*What needs to be done*: In the entries below, filter for the word "query" and copy every matching line.

*Data excerpts*:
● ● ● ●

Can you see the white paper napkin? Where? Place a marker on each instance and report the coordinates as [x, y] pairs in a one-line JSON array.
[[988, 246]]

● ● ● ●

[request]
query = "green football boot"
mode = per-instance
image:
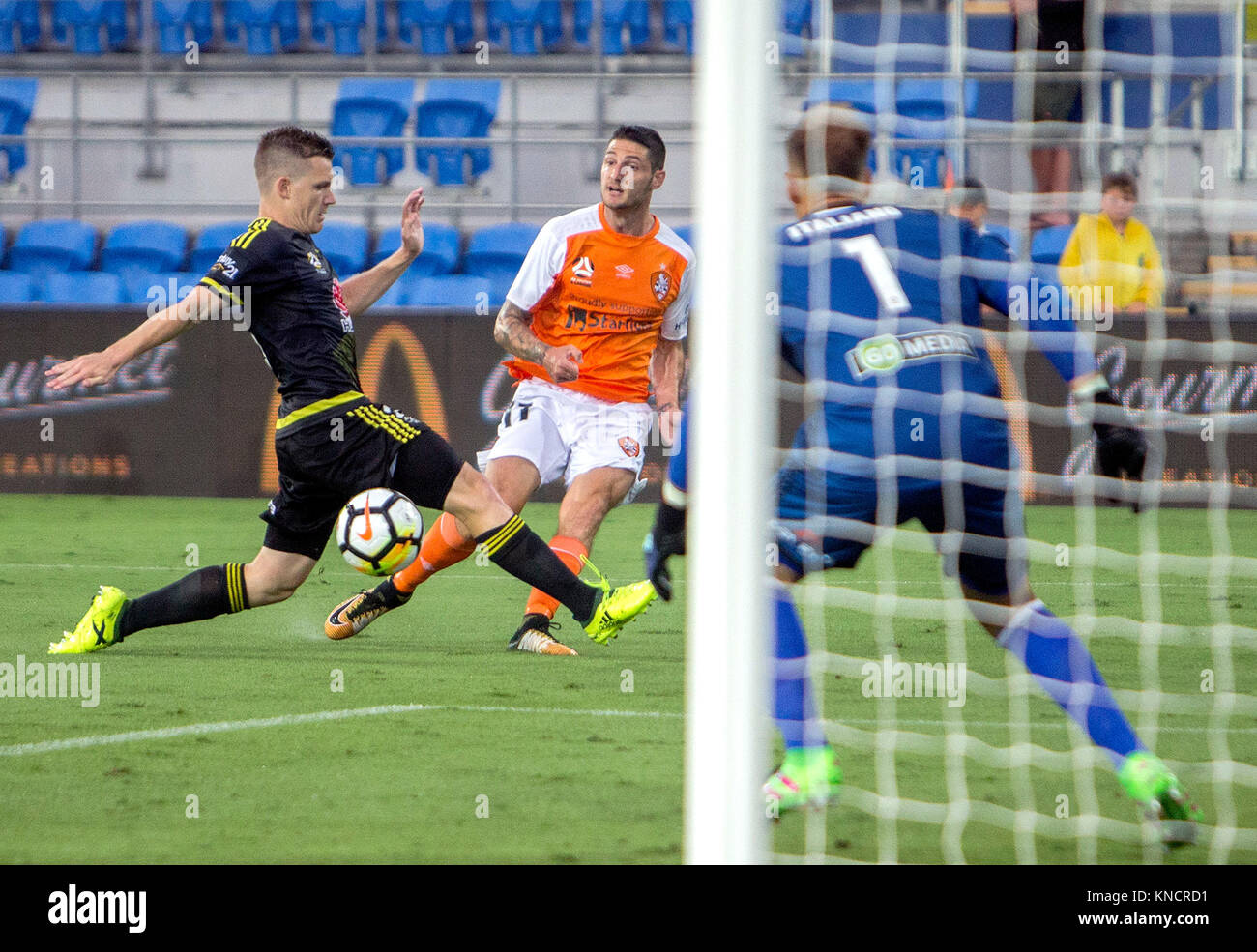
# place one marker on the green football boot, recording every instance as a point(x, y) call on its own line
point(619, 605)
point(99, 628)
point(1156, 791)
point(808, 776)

● ● ● ●

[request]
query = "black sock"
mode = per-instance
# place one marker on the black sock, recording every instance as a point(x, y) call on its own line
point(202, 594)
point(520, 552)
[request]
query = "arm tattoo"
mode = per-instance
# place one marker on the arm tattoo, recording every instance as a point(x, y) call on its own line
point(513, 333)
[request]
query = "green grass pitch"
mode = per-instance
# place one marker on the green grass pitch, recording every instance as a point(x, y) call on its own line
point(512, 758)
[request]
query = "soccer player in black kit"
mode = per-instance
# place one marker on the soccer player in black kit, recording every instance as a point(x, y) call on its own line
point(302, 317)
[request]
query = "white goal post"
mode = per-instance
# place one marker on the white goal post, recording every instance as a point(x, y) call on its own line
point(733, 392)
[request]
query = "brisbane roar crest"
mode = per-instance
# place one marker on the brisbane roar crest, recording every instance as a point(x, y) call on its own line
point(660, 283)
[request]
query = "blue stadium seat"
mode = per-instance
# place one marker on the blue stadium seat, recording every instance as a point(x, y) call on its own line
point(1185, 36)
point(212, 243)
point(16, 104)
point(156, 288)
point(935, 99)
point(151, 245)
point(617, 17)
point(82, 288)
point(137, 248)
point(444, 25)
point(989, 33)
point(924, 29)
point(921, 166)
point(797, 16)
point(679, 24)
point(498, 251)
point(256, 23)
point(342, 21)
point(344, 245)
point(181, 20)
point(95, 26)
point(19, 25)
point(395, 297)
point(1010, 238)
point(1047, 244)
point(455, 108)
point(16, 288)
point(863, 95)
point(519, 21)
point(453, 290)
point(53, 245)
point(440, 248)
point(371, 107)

● ● ● ●

*Result of this exercise*:
query = "green football boot"
query = "black sock"
query = "arm tattoo"
query = "green grass pitch"
query = "soccer player in black kit"
query = "white goal post"
query = "brisbane roar crest"
query = "blue stadium seat"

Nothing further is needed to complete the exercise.